Tugas yang Dikerjakan> Salin kembali bagian cuplikan dokumen, mulai dari kata "Apa Faktor Risiko" dan berhenti setelah "vaksinasi pertusis (DPT)". Tukar "pertusis" dengan "batuk rejan".

Cuplikan Dokumen>
Apa Faktor Risiko Batuk Rejan? 


Beberapa faktor yang dapat meningkatkan risiko terjadinya 
pertusis adalah sebagai berikut.
  • Berusia di bawah 1 tahun atau di atas 65 tahun
  • Belum menjalani vaksinasi pertusis (DPT)
  • Memiliki riwayat asma
  • Tinggal atau mengunjungi daerah dengan wabah pertusis
  • Obesitas
  • Sedang hamil
  • Melakukan kontak dengan penderita pertusis

 

Apa Komplikasi Batuk Rejan?


Batuk rejan tidak hanya mengganggu sistem pernapasan pada penderitanya, tetapi juga dapat menimbulkan komplikasi, diantaranya:
  • Kejang: Batuk rejan dapat mengganggu jalan napas sehingga otak kekurangan oksigen dan berakhir dengan kejang.
  • Pneumonia pada paru: Mengingat batuk rejan adalah penyakit pada saluran napas, maka 10% penderitanya mengalami pneumonia. Untuk memastikan hal ini, diagnosis dapat dilakukan dengan pemeriksaan rontgen toraks guna melihat kondisi paru-paru.
  • Tekanan intratekal pada tubuh: Tekanan yang meningkat saat batuk rejan akan meningkatkan tekanan di dalam rongga perut sehingga beberapa organ dapat keluar dari kantong pembungkusnya, seperti hernia.

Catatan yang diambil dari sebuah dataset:
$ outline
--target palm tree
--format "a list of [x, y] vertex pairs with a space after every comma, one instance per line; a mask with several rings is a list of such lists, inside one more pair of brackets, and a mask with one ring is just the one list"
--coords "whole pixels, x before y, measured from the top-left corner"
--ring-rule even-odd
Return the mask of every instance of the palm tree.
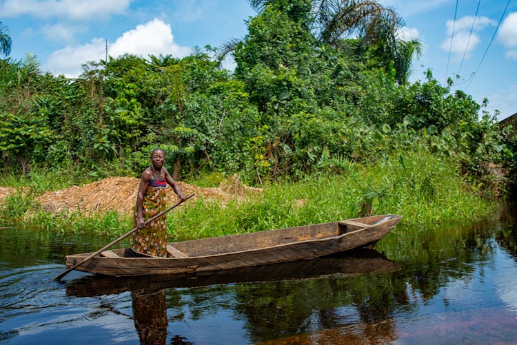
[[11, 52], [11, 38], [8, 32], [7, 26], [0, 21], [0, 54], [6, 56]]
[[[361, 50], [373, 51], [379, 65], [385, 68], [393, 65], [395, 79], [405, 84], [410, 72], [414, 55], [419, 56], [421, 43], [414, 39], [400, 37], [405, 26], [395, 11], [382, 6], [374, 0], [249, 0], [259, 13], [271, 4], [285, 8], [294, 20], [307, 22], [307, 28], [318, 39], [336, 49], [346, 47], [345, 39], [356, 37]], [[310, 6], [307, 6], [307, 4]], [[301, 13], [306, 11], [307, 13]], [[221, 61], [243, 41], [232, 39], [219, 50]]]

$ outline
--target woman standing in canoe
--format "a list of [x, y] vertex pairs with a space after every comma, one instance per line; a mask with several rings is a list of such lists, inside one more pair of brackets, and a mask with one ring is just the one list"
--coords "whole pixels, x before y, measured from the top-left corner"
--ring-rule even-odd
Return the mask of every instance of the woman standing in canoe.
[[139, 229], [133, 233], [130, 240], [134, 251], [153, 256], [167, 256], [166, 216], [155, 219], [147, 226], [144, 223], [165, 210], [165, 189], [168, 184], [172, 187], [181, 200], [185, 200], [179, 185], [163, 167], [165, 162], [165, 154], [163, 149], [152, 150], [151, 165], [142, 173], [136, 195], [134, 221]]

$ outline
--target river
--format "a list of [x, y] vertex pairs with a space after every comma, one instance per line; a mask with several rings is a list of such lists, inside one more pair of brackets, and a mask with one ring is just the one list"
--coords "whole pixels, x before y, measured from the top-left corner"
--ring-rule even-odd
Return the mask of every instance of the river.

Kotak Jawaban>
Apa Faktor Risiko Batuk Rejan? 


Beberapa faktor yang dapat meningkatkan risiko terjadinya 
batuk rejan adalah sebagai berikut.
  • Berusia di bawah 1 tahun atau di atas 65 tahun
  • Belum menjalani vaksinasi batuk rejan (DPT)